- **Task statement**: Retype the complete listing exactly as it appears.

==========

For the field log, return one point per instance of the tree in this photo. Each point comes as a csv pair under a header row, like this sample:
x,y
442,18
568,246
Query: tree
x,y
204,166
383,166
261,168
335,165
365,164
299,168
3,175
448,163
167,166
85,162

==========

- **Output below**:
For the field log, return one point per instance of the tree in this photo. Each point comes as a csv pair under a header row, like this sample:
x,y
442,18
568,246
Query: tree
x,y
204,166
383,166
261,168
335,165
365,164
299,168
3,175
448,163
167,166
85,162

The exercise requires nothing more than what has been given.